Signed-off-by: Bhupinder Thakur <bhupinder.thakur@linaro.org>
---
CC: Julien Grall <julien.grall@arm.com>
CC: Andre Przywara <andre.przywara@arm.com>
CC: Stefano Stabellini <sstabellini@kernel.org>

 xen/arch/arm/vpl011.c | 21 ++++++++++++++++-----
 1 file changed, 16 insertions(+), 5 deletions(-)

Comments

Andre Przywara Oct. 17, 2017, 9:51 a.m. UTC | #1
Hi Bhupinder,

first thing: As the bulk of the series has been merged now, please
restart your patch and version numbering, so a (potential) next post
should be prefixed [PATCH v3 1/2]. And please have a cover letter giving
a brief overview what this series fixes.

On 13/10/17 11:40, Bhupinder Thakur wrote:
> The early console output uses pl011_early_write() to write data. This
> function waits for BUSY bit to get cleared before writing the next byte.

... which is questionable given the actual definition of the BUSY bit in
the PL011 TRM:

============
.... The BUSY signal goes HIGH as soon as data is written to the
transmit FIFO (that is, the FIFO is non-empty) and remains asserted
HIGH while data is being transmitted. BUSY is negated only when the
transmit FIFO is empty, and the last character has been transmitted from
the shift register, ....
============

(I take it you are talking about the Linux driver in a guest here).
I think the early_write routine tries to (deliberately?) ignore the
FIFO, possibly to make sure characters really get pushed out before a
system crashes, maybe.

> 
> In the SBSA UART emulation logic, the BUSY bit was set as soon one
> byte was written in the FIFO and it remained set until the FIFO was
> emptied.

**Collected material:**

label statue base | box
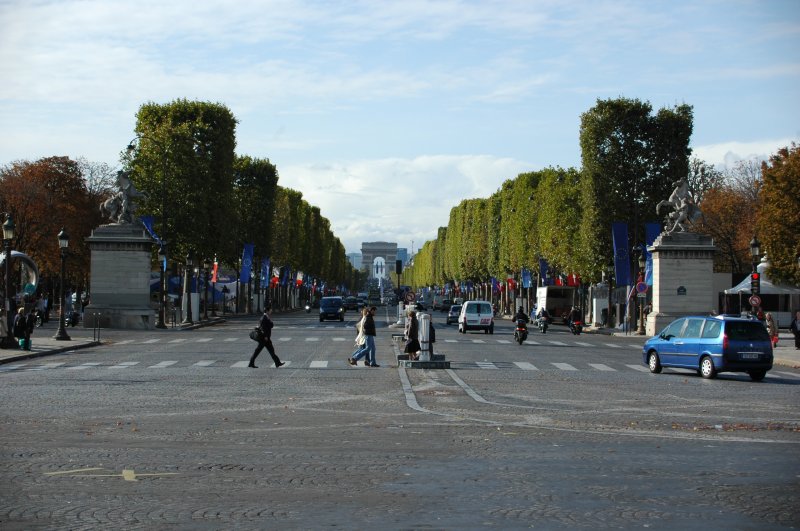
[645,232,716,336]
[83,223,155,330]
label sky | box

**Set of tasks:**
a) Render this sentence from the PL011 patch review in Spanish: "And please have a cover letter giving a brief overview what this series fixes."
b) For each statement, answer yes or no according to the PL011 patch review, and quote the words of the text that decide it. (i) A next post of the series should be prefixed [PATCH v3 1/2]. (ii) The patch changes two files. (iii) According to the quoted TRM passage, BUSY is negated as soon as the transmit FIFO becomes empty.
c) Carry the PL011 patch review on past its last line.
The lines have no connection to the PL011 patch review.

**Answer list:**
a) Y, por favor, incluye una carta de presentación que ofrezca un breve resumen de lo que corrige esta serie.

b)
(i) Yes: "should be prefixed [PATCH v3 1/2]"
(ii) No: "1 file changed, 16 insertions(+), 5 deletions(-)"
(iii) No: "BUSY is negated only when the transmit FIFO is empty, and the last character has been transmitted from the shift register"

c)
Which is correct behaviour, as this matches the PL011 TRM as quoted above.

> This meant that the output was delayed as each character needed
> the BUSY to get cleared.

But this is true as well!

> Since the SBSA UART is getting emulated in Xen using ring buffers, it
> ensures that once the data is enqueued in the FIFO, it will be received
> by xenconsole so it is safe to set the BUSY bit only when FIFO becomes
> full. This will ensure that pl011_early_write() is not delayed unduly
> to write the data.

So I can confirm that this patch fixes the very slow earlycon output
observed with the current staging HEAD.

So while this is somewhat deviating from the spec, I can see the benefit
for an emulation scenario. I believe that emulations in general might
choose implementing things a bit differently, to cope with the
fundamental differences in their environment, like the virtually endless
"FIFO" and the lack of any timing restrictions on the emulated "wire".

So unless someone comes up with a better solution, I would support
taking this patch, as this fixes a real problem.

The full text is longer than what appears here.